Stored data
· · ·

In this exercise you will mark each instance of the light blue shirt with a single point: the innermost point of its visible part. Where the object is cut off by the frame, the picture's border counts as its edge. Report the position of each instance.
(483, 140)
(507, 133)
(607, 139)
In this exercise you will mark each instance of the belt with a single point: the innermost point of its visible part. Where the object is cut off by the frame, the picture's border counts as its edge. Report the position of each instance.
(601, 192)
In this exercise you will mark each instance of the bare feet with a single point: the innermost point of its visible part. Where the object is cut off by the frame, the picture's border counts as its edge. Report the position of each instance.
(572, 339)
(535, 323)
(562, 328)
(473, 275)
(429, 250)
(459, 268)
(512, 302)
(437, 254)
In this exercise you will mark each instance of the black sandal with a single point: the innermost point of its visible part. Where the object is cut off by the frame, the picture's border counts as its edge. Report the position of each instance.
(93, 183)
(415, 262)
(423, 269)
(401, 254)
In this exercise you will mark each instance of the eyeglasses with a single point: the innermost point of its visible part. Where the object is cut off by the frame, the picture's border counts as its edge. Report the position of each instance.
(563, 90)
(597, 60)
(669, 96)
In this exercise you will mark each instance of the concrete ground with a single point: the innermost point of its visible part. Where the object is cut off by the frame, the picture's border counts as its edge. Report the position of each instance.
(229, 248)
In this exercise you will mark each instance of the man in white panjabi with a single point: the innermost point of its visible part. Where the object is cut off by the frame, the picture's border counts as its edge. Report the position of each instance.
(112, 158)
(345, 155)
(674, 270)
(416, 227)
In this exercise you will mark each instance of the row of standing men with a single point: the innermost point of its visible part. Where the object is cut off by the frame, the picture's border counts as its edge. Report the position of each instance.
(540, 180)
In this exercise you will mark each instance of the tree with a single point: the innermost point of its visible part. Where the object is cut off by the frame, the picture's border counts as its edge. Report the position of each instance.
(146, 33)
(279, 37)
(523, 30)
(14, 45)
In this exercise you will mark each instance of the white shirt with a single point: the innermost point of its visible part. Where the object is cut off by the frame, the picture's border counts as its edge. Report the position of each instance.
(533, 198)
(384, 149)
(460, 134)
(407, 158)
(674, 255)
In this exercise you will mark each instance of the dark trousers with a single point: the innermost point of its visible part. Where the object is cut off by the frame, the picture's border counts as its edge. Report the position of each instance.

· · ·

GOAL OF THE EXERCISE = The entries shown above should be copied out word for word.

ANSWER TO THIS EXERCISE =
In this exercise you will mark each instance of the light blue shirt with a single point: the innermost point of its visible part. Where the object is cut off by the frame, the picture's border counts as its edge. Report the position of each instance.
(483, 140)
(507, 133)
(607, 139)
In this exercise you will mark each instance of the belt with a single point: the innermost point of its visible part. Where the object is cut off by the frame, the picture's border counts as its edge. Report the position of each instance.
(601, 192)
In this exercise you will mark each instance of the bare feet with a single point: the innermost point of its visible part. Where the object is cut off by the frame, the picture's border counts as its edge. Report the position of each instance.
(572, 339)
(535, 323)
(562, 328)
(473, 275)
(429, 250)
(459, 268)
(512, 302)
(437, 254)
In this exercise you will mark each instance of the black sandal with a single point: the innermost point of its visible part. Where the object is cut off by the frame, the picture's border counts as its edge. Report the position of each instance.
(93, 183)
(415, 262)
(423, 269)
(401, 254)
In this exercise you will mark each instance of the eyeglasses with a single point: the innermost point of its visible part. Where the object is cut off by the frame, the picture's border counts as its edge. Report the position of each instance.
(563, 90)
(597, 60)
(669, 96)
In this exercise you will mark each instance of the concrete ground with a single point: the innermost point of its visible part. Where the object is cut off by the frame, the picture's border counts as its edge. Report the position of each instance.
(229, 248)
In this exercise you will mark each instance of the man in white panjabi with a single point: the innermost point of its visible part. Where the object is cut off by the frame, the picture's border counts as its edge. Report the position of each instance.
(112, 158)
(345, 155)
(674, 270)
(416, 227)
In this exercise you will mark each instance of the row of standing men with a single point: the innermost point of its visible part. Where the object is cut off by the frame, the picture's border counts as its edge. Report the position of each instance.
(540, 180)
In this exercise you will mark each instance of the tree with a single point: the innermost point of its visible part. Where the object is cut off by the frame, the picture's border counts as its edge. Report the position of each instance.
(146, 33)
(279, 37)
(523, 30)
(14, 45)
In this exercise you will mark each instance of the white shirt with a single point: the innermost point of its visible part. Where the object is cut off by the frame, the picture's border counts as its edge. Report the position of each instance.
(533, 198)
(384, 149)
(460, 134)
(407, 158)
(674, 255)
In this exercise you will mark each instance of the dark trousers with a single point: the innermost point of its visible part. Where the object is cut off by the frame, the picture's border counts as its edge. Report the position of each instance.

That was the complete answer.